* WHAT YOU SHOULD DO *
Please decide whether each statement below agrees with the passage on Neville's study of the vampire plague, and give yes or no plus the deciding words of the passage, quoted exactly. (a) Neville finds it easier to think of vampires as evil, supernatural creatures than to understand the scientific causes of their state. (b) Neville concludes that the vampire plague is viral. (c) Neville wakes at midnight to the sound of a dust storm.
═════ SOURCE EXTRACT
Neville continues to immerse himself in medical knowledge, hoping it will help him learn more about the vampires. One of the most interesting parts of this section is that Neville is a little reluctant to study his enemies: it’s much easier for him to believe that vampires are evil, supernatural creatures than it is for him to understand the scientific causes of their state. One could generalize this point to apply to any unknown, frightening group: it’s often easier to treat the group as a frightening “Other” than to understand the group.
Neville begins to develop some theories about the vampires. The vampire plague is certainly bacterial in nature; it’s possible that it spread so quickly because the vampires themselves wander all over town at night, spreading their bacteria. Neville also knows that mosquitos and other insects played a role in spreading the plague. Finally, Neville begins to realize that the vampire microbe forces its host to enter a coma during the daylight, so that sunlight won’t kill the bacteria. As he thinks, he feels a strong temptation to give up and get drunk; however, he forces himself to concentrate.
Vampires spread their sickness to other people in the act of sucking blood from their victims; furthermore, they enter a coma during the day because they need to protect themselves from the sunlight (vampires aren’t just sleeping during the day—that’s why Neville can move them around without waking them up). Neville has to force himself to continue working, rather than giving in to his own alcoholism.
Neville goes to sleep, still thinking of explanations for how the vampire plague spread so quickly. At three in the morning, he wakes up to the sound of a dust storm blowing outside. In a fraction of a second, “he made the connection.”
The vampire plague spreads across the city (and, perhaps, the world) because dust storms blow vampire bacteria through the atmosphere.
══════════
═════ SOURCE MATERIAL
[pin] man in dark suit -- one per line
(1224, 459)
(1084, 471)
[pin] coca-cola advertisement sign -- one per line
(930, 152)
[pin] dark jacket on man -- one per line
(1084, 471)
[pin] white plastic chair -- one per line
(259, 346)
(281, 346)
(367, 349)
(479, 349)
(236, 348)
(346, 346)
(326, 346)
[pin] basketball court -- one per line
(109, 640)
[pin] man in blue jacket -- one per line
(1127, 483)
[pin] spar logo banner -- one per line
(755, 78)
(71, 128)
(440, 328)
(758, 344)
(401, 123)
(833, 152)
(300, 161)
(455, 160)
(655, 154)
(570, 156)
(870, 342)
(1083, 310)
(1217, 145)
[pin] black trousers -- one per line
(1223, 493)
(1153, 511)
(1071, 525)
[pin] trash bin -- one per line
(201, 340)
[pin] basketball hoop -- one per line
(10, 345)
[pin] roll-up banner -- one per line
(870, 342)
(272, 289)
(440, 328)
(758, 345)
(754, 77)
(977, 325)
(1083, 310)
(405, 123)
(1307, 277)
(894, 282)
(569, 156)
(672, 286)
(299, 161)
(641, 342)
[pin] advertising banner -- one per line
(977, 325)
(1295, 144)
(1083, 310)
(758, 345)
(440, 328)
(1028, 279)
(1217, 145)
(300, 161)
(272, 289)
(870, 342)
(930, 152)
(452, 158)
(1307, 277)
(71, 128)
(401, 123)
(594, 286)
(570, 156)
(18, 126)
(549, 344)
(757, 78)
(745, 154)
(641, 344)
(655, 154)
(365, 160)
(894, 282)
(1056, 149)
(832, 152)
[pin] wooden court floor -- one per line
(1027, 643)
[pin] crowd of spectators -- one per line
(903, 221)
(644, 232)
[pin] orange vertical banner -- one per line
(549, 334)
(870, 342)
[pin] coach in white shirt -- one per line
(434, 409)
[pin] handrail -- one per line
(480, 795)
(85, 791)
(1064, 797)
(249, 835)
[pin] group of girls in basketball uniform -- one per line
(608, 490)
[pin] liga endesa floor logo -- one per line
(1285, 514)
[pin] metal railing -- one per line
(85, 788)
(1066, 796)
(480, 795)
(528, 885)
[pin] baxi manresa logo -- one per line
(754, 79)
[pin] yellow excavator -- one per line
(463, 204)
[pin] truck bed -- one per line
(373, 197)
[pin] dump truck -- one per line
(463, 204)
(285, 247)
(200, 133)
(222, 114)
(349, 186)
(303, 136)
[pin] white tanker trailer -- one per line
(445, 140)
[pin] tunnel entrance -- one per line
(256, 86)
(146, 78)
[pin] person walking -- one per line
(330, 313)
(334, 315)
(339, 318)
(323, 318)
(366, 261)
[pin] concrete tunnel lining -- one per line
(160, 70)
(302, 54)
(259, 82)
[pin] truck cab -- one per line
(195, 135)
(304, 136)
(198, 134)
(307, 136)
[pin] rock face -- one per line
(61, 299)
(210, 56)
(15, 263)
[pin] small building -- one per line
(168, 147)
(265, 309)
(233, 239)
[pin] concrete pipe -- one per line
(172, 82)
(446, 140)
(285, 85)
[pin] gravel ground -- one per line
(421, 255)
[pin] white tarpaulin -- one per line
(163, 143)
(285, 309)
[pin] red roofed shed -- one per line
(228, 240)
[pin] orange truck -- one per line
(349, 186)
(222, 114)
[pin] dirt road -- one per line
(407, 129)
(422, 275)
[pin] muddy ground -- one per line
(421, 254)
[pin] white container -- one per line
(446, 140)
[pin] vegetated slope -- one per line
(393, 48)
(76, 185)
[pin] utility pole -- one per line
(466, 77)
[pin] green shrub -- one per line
══════════
* WORKED SOLUTION *
(a) Yes: "it’s much easier for him to believe that vampires are evil, supernatural creatures than it is for him to understand the scientific causes of their state"
(b) No: "The vampire plague is certainly bacterial in nature"
(c) No: "At three in the morning, he wakes up to the sound of a dust storm blowing outside."